▶ [EXCERPT]
+--

- Date posted
- 6y
- Date posted
- 6y
I get this 100%. This is also my personal nemesis. The good news is that you are still getting out there and driving!! My driving issues have gotten significantly better through ERP although I am still attuned to every single bump. Make your fear hierarchy. I would suggest cutting out watching the news and asking your husband to check first. For me it has been hard to not redrive the route and to quit obsessively checking the mirrors.
- Date posted
- 6y
My therapy homework a while back was to say “I have hit someone and I don’t even care” each time I felt a bump. This practice helped me realize just how often I was having these worries (sometimes several times a minute) and how absurd it is to have these thoughts as frequently as I do. Finally another thing that helped me that I read was by redriving the route or obsessively checking we are actually more distracted and therefore likely to have an accident. This spooked me into wanting to get over my compulsions.

+--

▶ [EXERCISE DATA]
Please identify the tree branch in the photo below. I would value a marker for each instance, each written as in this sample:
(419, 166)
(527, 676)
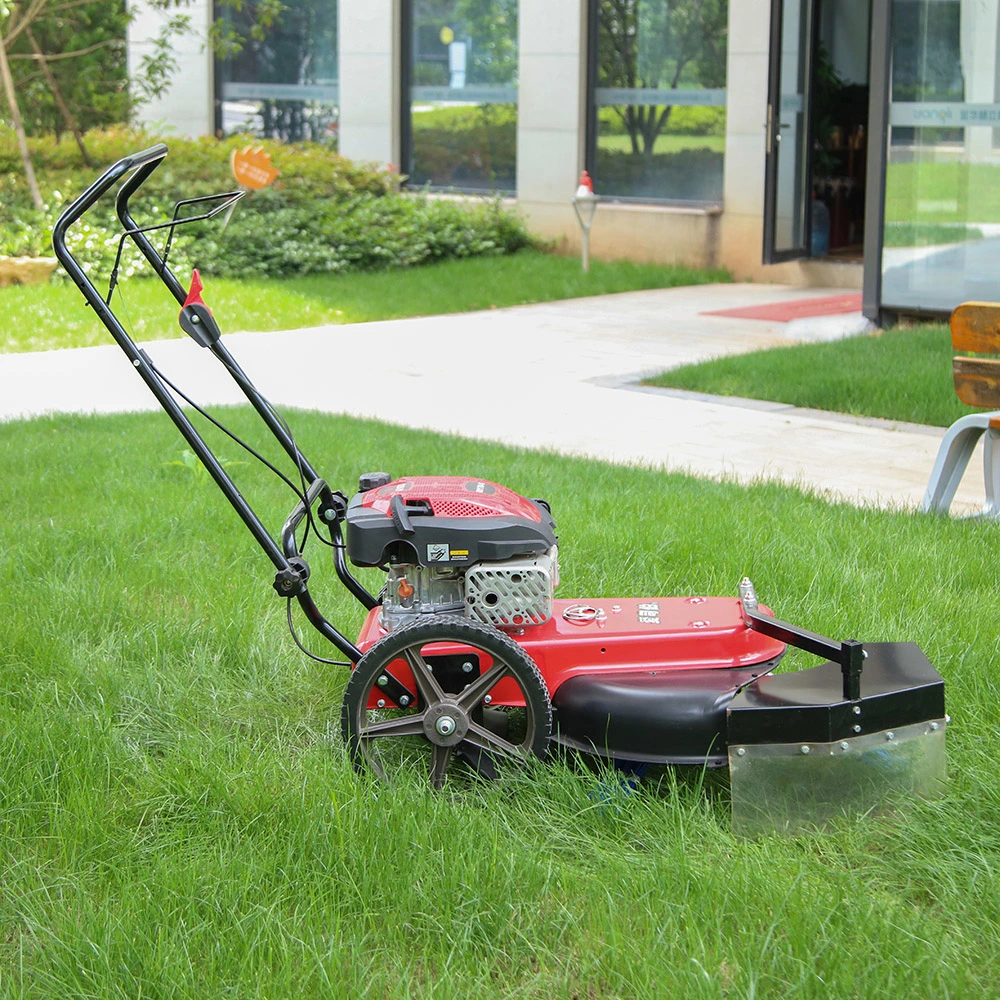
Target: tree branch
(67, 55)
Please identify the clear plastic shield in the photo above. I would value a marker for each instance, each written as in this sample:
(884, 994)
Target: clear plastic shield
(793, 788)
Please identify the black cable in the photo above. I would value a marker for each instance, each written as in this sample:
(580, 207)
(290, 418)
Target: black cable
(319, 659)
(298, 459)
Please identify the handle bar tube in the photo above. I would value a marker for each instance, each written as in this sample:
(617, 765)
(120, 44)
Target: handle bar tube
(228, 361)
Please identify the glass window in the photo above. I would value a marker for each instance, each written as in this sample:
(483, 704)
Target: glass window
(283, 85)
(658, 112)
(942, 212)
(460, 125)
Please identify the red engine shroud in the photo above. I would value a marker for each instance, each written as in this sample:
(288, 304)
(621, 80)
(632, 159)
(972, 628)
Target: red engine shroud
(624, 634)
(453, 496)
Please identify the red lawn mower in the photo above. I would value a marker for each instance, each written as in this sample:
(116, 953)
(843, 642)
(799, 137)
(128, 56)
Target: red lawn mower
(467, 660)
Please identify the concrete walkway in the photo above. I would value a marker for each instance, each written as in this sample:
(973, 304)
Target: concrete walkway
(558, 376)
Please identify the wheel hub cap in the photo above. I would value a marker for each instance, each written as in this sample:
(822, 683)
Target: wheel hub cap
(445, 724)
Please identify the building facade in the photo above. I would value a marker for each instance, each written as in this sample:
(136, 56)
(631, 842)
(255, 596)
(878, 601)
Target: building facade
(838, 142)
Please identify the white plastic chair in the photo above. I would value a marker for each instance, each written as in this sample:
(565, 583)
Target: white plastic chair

+--

Copy out the forum posts about fear of hitting someone while driving in full, word for word, from the beginning to the end.

- Date posted
- 6y
- Date posted
- 6y
I get this 100%. This is also my personal nemesis. The good news is that you are still getting out there and driving!! My driving issues have gotten significantly better through ERP although I am still attuned to every single bump. Make your fear hierarchy. I would suggest cutting out watching the news and asking your husband to check first. For me it has been hard to not redrive the route and to quit obsessively checking the mirrors.
- Date posted
- 6y
My therapy homework a while back was to say “I have hit someone and I don’t even care” each time I felt a bump. This practice helped me realize just how often I was having these worries (sometimes several times a minute) and how absurd it is to have these thoughts as frequently as I do. Finally another thing that helped me that I read was by redriving the route or obsessively checking we are actually more distracted and therefore likely to have an accident. This spooked me into wanting to get over my compulsions.